▸ CHALLENGE: Copy all lines of the data below, including the requests. In the answers, scale each bounding-box coordinate by 2.55 and round it to a whole number, rounding halves up.

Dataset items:
══════
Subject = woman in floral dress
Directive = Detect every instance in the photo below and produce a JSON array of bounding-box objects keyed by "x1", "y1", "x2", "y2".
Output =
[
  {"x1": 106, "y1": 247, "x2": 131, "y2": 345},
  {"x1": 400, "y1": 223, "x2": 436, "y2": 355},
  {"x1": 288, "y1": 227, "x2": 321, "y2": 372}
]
══════
▸ RESULT OF THE EXERCISE:
Subject = woman in floral dress
Directive = Detect every instance in the photo below and produce a JSON array of bounding-box objects keyed by "x1", "y1", "x2", "y2".
Output =
[
  {"x1": 270, "y1": 630, "x2": 334, "y2": 880},
  {"x1": 1020, "y1": 569, "x2": 1112, "y2": 905},
  {"x1": 734, "y1": 579, "x2": 819, "y2": 949}
]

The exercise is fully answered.